All lines in the material below that hold "feather" should be found and copied.

SUPPLIED RECORDS →
************

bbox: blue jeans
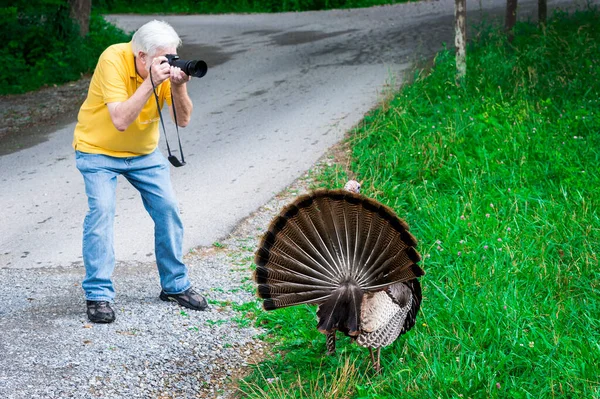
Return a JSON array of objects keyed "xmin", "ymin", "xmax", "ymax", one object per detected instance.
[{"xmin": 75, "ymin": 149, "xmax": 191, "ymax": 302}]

************

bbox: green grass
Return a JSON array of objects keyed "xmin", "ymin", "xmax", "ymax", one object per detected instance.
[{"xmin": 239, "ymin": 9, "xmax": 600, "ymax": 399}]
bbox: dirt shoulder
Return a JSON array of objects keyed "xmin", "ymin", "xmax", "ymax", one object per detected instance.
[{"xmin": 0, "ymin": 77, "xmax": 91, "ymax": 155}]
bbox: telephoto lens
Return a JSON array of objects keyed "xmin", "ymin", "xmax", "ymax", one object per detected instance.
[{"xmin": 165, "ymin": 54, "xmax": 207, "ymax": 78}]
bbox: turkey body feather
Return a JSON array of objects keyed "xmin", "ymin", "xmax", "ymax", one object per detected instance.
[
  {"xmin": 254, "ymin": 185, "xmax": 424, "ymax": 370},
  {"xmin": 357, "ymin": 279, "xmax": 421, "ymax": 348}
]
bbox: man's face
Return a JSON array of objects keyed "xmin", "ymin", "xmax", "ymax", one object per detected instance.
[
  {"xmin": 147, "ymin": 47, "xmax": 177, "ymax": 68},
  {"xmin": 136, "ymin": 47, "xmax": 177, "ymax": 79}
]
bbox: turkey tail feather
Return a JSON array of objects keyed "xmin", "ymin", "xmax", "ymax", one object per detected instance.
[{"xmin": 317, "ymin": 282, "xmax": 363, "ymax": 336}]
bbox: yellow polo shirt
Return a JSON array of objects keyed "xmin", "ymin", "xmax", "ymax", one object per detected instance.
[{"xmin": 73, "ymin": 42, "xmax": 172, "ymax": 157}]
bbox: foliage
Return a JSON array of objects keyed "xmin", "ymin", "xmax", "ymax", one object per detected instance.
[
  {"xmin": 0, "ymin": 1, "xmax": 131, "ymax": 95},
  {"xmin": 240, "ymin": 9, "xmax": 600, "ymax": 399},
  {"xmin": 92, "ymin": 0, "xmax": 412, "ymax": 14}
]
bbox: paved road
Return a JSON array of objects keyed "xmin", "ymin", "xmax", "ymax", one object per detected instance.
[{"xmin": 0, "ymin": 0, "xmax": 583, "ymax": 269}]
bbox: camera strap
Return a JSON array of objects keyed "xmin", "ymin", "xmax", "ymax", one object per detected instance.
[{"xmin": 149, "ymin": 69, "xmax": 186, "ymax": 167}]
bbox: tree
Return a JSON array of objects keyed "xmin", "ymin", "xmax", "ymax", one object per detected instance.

************

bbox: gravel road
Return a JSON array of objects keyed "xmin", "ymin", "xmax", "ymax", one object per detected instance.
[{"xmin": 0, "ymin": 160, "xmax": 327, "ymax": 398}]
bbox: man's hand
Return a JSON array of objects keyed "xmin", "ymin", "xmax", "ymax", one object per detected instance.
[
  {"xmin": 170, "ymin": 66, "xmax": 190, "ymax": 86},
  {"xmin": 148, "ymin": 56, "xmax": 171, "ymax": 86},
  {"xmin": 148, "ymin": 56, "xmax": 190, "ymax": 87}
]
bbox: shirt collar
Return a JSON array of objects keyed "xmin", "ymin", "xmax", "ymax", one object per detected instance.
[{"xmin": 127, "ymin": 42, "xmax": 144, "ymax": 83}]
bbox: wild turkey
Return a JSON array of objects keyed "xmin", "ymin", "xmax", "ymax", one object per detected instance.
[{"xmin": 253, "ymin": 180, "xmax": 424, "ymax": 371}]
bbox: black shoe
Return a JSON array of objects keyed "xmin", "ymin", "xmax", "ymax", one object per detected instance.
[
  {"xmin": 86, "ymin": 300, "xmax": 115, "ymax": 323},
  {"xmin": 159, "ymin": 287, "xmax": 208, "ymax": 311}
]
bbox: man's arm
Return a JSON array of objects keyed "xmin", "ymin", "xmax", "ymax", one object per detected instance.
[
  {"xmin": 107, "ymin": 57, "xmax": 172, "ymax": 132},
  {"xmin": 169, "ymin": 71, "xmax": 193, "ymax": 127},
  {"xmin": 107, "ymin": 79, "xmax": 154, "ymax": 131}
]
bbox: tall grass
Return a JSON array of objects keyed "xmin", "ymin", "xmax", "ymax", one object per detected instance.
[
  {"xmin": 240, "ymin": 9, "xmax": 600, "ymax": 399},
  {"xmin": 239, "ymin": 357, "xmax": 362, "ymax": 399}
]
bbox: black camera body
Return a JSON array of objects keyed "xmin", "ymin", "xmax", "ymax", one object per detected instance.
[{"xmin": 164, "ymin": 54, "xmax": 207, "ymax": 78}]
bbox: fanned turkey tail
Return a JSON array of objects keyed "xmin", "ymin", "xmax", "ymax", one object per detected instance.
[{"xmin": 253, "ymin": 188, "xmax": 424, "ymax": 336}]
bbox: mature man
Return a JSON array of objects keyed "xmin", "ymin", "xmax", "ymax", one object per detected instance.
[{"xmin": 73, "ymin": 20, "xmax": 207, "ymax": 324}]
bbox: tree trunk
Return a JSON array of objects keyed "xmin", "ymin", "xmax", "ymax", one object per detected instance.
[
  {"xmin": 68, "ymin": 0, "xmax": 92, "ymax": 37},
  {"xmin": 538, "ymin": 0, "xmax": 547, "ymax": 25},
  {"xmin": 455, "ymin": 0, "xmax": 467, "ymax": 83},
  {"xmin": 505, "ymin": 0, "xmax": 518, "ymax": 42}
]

************

RESULT OF THE TASK →
bbox: turkey body feather
bbox: turkey tail feather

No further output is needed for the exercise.